- _What you should do_: Count the lines in the material below that contain the string "green", treating case as significant. Give only the number.

- _Material for this task_:

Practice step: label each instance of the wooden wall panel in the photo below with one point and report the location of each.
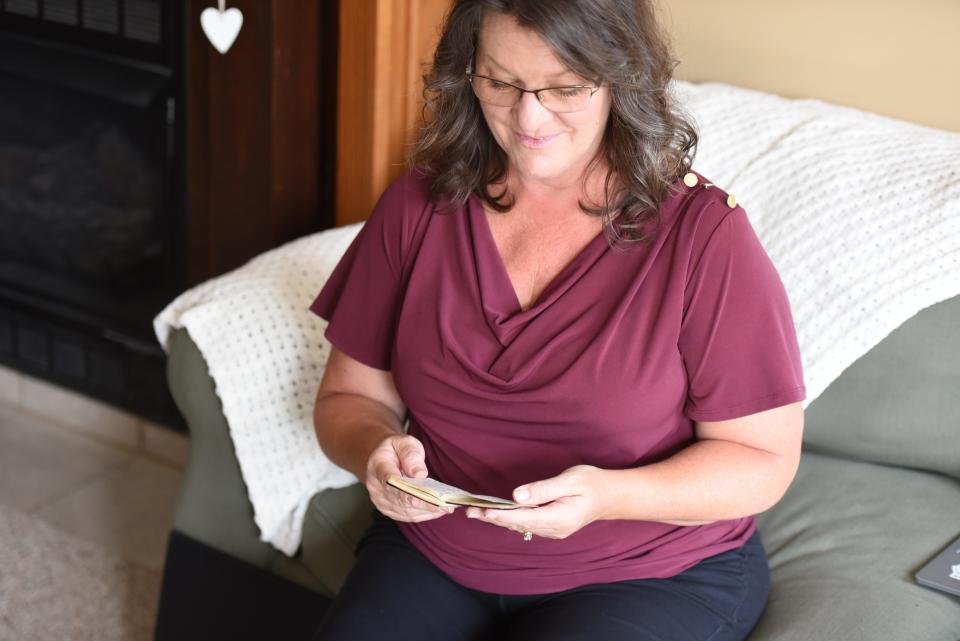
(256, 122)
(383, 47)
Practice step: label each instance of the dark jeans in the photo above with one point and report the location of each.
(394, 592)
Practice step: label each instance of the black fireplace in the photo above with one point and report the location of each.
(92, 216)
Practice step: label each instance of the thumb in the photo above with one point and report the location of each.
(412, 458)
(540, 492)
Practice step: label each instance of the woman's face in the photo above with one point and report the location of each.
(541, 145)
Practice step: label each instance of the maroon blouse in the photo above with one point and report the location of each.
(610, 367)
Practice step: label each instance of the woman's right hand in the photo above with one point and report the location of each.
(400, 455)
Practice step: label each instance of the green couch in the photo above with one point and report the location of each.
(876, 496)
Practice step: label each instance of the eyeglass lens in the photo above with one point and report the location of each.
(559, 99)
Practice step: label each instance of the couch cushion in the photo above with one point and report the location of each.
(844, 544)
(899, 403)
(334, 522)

...

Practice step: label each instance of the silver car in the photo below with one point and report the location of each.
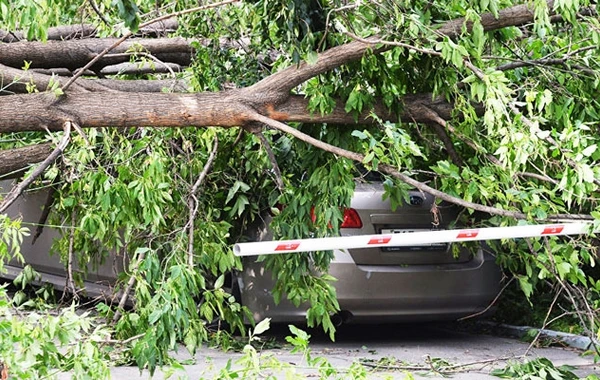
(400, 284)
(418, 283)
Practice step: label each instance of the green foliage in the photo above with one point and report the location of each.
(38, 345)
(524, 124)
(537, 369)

- _Correct output_: 2